** EXERCISE DIRECTIONS **
Only those lines running from the line that contains "Where can you see the parked" through the end of the material are to be written out, each exactly as shown.

** DATA EXTRACT **

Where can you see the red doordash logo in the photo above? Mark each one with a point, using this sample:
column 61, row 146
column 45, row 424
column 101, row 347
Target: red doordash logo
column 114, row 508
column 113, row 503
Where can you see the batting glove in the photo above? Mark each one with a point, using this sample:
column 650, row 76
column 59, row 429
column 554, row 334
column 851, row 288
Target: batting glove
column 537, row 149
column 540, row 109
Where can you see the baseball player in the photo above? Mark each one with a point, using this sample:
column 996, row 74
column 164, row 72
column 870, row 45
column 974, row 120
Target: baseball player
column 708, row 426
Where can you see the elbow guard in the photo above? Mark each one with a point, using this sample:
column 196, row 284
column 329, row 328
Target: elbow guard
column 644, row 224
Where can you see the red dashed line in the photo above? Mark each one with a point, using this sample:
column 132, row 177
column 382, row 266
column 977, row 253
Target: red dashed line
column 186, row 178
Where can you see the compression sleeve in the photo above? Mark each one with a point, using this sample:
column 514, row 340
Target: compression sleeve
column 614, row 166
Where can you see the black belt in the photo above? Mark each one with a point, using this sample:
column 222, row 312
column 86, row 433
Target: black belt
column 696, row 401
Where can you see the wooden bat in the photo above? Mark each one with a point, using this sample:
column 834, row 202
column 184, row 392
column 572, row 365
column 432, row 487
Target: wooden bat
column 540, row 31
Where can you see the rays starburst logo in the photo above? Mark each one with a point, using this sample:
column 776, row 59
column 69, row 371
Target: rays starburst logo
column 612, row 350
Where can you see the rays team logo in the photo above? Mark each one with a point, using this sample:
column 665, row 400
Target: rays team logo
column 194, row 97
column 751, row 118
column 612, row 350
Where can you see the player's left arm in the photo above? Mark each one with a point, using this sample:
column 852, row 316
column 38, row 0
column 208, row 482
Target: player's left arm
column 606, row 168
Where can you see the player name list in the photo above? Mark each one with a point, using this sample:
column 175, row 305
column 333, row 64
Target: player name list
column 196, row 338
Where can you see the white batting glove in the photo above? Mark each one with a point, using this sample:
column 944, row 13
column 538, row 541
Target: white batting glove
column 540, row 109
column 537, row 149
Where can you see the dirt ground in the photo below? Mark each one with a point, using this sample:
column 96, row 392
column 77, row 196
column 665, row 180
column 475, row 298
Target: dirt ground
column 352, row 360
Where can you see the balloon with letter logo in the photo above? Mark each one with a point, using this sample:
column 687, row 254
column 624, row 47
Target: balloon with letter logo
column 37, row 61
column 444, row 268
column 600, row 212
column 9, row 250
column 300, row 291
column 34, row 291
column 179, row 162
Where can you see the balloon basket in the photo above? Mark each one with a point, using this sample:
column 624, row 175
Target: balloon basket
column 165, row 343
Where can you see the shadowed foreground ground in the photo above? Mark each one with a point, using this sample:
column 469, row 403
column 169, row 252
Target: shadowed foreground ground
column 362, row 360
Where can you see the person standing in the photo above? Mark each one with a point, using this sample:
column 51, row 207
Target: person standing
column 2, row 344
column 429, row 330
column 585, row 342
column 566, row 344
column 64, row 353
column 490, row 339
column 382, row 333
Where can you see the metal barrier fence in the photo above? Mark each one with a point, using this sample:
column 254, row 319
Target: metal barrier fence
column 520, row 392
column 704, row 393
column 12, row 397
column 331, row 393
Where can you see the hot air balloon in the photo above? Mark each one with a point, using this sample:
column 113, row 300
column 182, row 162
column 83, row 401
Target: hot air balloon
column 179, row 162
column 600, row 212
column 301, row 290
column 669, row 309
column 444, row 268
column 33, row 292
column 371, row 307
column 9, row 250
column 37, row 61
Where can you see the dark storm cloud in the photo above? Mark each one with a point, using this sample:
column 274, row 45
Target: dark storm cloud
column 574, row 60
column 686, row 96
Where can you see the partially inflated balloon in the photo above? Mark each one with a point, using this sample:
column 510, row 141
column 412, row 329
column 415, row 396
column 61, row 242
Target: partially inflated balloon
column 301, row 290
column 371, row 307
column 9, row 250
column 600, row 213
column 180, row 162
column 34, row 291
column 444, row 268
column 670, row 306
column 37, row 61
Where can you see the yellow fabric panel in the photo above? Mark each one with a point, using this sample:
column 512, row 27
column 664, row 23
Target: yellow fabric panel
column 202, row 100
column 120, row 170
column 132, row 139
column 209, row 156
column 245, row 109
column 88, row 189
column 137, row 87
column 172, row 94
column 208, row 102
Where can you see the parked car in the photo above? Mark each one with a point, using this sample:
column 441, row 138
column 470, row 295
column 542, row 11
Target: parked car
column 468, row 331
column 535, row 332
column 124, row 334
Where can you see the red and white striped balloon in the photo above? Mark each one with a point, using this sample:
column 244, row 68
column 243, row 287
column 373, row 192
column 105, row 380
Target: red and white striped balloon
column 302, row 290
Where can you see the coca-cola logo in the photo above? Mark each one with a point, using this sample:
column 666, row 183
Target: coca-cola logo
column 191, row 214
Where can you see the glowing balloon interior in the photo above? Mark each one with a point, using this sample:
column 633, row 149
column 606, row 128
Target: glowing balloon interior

** SOLVED EXERCISE **
Where can you see the parked car in the photo above? Mark each one with a point, using this sample:
column 441, row 138
column 470, row 295
column 542, row 11
Target: parked car
column 468, row 331
column 535, row 332
column 124, row 334
Where can you see the red and white striped balloon in the photo above? Mark each one with a point, using this sample:
column 244, row 68
column 243, row 287
column 373, row 192
column 105, row 380
Target: red and white striped balloon
column 302, row 290
Where can you see the coca-cola logo in the photo above? Mark each one with a point, using this sample:
column 666, row 183
Target: coca-cola logo
column 191, row 214
Where can you see the glowing balloon interior in the photo above? Mark each one with a point, using this sample:
column 633, row 149
column 606, row 128
Target: glowing balloon interior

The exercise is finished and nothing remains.